___ TEKS BACAAN ___

Sebelum Libur Lebaran, Rupiah Bisa ke Rp 14.000-an/US$?

Jakarta, CNBC Indonesia --. Peluang rupiah melanjutkan penguatan di pekan ini terbuka cukup lebar, meski perdagangan berlangsung singkat sebab ada libur Hari Raya Idul Fitri.
Melansir data Refinitiv, sepanjang pekan lalu rupiah menguat sebesar 1,11% ke Rp 14.280/US$, level tersebut merupakan yang terkuat sejak 4 Maret lalu. Sementara 2 pekan sebelumnya, masing-masing menguat 0,55% dan 0,27%.
Rupiah mampu terus menguat meski pelaku pasar masih mengambil posisi jual rupiah, yang terlihat dari survei 2 mingguan Reuters.
Survei tersebut menggunakan skala -3 sampai 3, angka negatif berarti pelaku pasar mengambil posisi beli (long) mata uang Asia dan jual (short) dolar AS. Semakin mendekati -3 artinya posisi long yang diambil semakin besar.
Sementara angka positif berarti short mata uang Asia dan long dolar AS, dan semakin mendekati angka 3, semakin besar posisi short mata uang Asia.
Dari 10 mata uang Asia yang disurvei Reuters, pelaku pasar mengambil posisi short terhadap 3 mata uang saja. Selain rupiah ada rupee India, serta bath Thailand. Posisi tersebut masih sama dengan survei 2 pekan lalu, meski short rupiah dan baht semakin menurun, sementara rupee justru meningkat.
Survei terbaru yang dirilis Kamis (6/5/2021) menunjukkan angka untuk rupiah di 0,31, membaik ketimbang 2 pekan lalu 0,56. Kemudian baht Thailand sedikit membaik dari 0,58 ke 0,50. Rupee India memburuk, dari 0,75 yang merupakan posisi jual rupee tertinggi dalam 1 tahun, kini semakin naik menjadi di 0,86.
Investor mengambil posisi jual rupee yang sangat signifikan. Hal tersebut terjadi akibat meledaknya kasus penyakit virus corona (Covid-19) di India.

___ DATA TERCATAT ___

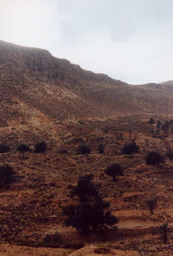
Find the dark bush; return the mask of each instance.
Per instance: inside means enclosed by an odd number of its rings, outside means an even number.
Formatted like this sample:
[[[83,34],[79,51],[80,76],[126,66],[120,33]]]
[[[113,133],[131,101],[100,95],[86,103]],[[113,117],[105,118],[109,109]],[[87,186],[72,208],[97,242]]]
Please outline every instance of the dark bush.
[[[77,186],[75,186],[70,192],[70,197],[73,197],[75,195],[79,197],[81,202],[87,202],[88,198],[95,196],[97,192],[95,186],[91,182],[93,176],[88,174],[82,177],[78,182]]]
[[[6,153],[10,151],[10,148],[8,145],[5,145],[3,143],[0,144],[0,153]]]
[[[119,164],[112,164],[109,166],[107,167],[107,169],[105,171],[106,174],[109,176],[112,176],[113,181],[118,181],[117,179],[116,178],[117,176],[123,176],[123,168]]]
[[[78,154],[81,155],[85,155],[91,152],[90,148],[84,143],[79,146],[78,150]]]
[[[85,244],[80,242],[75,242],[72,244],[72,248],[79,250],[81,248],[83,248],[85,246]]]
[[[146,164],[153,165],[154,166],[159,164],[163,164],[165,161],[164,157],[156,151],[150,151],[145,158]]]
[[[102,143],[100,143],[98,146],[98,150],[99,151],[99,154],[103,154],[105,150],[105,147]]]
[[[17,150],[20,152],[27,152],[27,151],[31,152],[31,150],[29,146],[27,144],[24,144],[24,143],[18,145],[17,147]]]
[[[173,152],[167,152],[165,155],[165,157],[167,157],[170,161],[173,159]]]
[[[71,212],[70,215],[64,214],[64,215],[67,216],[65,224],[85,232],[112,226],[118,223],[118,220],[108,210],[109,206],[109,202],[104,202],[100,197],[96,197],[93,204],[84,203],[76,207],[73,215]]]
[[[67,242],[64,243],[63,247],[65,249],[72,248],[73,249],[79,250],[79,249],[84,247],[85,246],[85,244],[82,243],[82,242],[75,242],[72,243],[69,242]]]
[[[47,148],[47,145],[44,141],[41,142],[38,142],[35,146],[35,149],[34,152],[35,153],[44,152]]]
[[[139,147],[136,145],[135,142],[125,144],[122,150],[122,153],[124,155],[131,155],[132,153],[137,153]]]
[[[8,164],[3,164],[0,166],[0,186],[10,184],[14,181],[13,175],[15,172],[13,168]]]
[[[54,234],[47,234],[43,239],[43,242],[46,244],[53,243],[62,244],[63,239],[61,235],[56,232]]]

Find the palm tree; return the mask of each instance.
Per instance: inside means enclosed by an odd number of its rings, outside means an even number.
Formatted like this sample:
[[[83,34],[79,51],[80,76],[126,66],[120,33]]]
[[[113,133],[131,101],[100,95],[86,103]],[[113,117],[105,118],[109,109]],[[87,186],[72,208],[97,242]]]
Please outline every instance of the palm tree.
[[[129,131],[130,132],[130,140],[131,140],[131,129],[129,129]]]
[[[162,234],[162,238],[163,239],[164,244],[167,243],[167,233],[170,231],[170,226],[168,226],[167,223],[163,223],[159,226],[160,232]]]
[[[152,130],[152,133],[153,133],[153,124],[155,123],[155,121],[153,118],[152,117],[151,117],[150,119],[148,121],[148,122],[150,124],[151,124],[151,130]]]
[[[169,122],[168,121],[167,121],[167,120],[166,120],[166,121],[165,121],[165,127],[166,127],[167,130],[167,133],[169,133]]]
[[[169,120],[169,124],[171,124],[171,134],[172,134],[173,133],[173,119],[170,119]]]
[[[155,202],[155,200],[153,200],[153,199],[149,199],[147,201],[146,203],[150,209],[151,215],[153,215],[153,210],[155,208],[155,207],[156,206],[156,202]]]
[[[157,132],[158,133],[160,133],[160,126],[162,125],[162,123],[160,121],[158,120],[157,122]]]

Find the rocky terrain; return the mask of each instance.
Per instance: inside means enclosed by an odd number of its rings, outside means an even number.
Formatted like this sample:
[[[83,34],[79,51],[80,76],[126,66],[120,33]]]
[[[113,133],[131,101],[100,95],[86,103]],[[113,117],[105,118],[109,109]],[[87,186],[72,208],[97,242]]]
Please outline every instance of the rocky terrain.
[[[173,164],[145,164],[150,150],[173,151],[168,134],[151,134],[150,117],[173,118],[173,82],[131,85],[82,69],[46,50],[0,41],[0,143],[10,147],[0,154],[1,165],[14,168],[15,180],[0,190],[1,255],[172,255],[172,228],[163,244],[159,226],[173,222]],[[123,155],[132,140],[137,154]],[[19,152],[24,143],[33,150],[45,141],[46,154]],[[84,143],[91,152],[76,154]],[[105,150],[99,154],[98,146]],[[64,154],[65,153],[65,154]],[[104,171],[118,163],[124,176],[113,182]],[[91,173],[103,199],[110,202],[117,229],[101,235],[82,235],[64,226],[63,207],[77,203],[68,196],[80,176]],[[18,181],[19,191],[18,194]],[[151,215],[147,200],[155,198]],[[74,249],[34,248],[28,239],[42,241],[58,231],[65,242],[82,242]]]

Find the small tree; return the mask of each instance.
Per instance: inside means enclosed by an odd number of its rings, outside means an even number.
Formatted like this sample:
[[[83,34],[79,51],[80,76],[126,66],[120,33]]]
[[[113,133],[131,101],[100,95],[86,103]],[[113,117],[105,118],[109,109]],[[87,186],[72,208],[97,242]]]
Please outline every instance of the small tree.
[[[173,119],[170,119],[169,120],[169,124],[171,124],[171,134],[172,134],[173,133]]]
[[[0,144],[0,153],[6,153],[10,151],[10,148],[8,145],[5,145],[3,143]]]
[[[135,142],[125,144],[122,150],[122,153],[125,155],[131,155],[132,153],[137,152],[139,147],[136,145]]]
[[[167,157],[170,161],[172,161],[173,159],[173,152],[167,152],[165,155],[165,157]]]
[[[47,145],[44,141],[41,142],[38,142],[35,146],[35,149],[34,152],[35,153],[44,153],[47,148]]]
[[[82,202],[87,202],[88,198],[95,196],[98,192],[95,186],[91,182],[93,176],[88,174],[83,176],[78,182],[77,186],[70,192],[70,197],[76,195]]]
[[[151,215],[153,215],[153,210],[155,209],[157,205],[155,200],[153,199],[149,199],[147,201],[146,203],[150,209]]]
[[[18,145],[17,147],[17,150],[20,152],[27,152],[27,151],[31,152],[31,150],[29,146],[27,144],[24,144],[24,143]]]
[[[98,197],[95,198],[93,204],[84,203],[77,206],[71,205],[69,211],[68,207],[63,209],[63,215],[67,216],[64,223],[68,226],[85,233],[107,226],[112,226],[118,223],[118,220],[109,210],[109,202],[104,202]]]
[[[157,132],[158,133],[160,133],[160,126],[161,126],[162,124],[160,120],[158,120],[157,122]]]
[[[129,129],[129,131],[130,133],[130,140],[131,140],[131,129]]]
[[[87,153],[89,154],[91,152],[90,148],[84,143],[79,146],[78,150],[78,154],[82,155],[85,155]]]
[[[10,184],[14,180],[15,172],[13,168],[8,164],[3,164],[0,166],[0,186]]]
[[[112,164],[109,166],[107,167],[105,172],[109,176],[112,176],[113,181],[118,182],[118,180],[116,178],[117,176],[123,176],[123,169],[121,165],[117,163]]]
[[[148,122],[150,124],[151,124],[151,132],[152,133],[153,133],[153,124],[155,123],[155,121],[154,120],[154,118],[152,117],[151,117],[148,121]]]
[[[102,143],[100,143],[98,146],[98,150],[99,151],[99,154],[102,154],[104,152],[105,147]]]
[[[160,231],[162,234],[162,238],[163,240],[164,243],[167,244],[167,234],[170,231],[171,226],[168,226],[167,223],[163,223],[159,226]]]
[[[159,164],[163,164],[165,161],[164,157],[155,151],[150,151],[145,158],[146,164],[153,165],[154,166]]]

___

§ PETUNJUK LATIHAN:
1 – Jawablah pertanyaan berikut berdasarkan teks bacaan tentang kurs rupiah.
(a) Berapa persen penguatan rupiah sepanjang pekan lalu menurut data Refinitiv?
(b) Skala berapa yang digunakan dalam survei 2 mingguan Reuters?
(c) Berapa angka untuk rupiah pada survei terbaru yang dirilis Kamis (6/5/2021)?
2 – Tuliskan lanjutan teks bacaan tentang kurs rupiah, dimulai setelah kalimat terakhirnya.

§ JAWABAN TERTULIS:
1 –
(a) 1,11%, ke Rp 14.280/US$.
(b) Skala -3 sampai 3.
(c) 0,31, membaik dari 0,56 pada 2 pekan sebelumnya.

2 –
Sementara itu 7 mata uang utama Asia lainnya angkanya sudah negatif. Artinya pelaku pasar mengambil posisi beli terhadap mata uang tersebut.
Rupiah bisa jadi akan segera menyusul mayoritas mata uang Asia lainnya, sebab perlahan mulai mendapat tenaga untuk menguat.
Di bulan Maret lalu, capital outflow di pasar obligasi Indonesia sekitar Rp 20 triliun yang membuat rupiah tertekan. Tetapi memasuki bulan April kondisinya berbalik, pasar obligasi Indonesia kembali menarik setelah yield obligasi (Treasury) AS perlahan menurun. Di pasar sekunder, kepemilikan obligasi oleh investor asing menunjukkan peningkatan.
Melansir data dari Direktorat Jenderal Pengelolaan Pembiayaan dan Risiko (DJPPR) Kementerian Keuangan, Surat Berharga Negara (SBN) yang dimiliki asing tercatat senilai Rp 964,6 triliun di akhir April, terjadi capital inflow Rp 13,2 triliun dibandingkan posisi akhir Maret.
Sementara pada periode 1 sampai 4 Mei capital inflow tercatat Rp 1,16 triliun.
Di pasar primer pun lelang obligasi yang dilakukan pemerintah sukses menarik minat investor, dilihat dari nilai penawaran masuk yang mengalami peningkatan, serta yang dimenangkan pemerintah sesuai dengan target indikatif.
Di sisi lain, dolar AS sedang mengalami tekanan setelah rilis data tenaga kerja AS Jumat lalu yang menunjukkan kenaikan tingkat pengangguran.
Hal tersebut memperkuat sikap bank sentral AS (The Fed) yang tidak akan merubah kebijakan ultra-longgar dalam waktu dekat, yang tentunya memberikan tekanan bagi the greenback.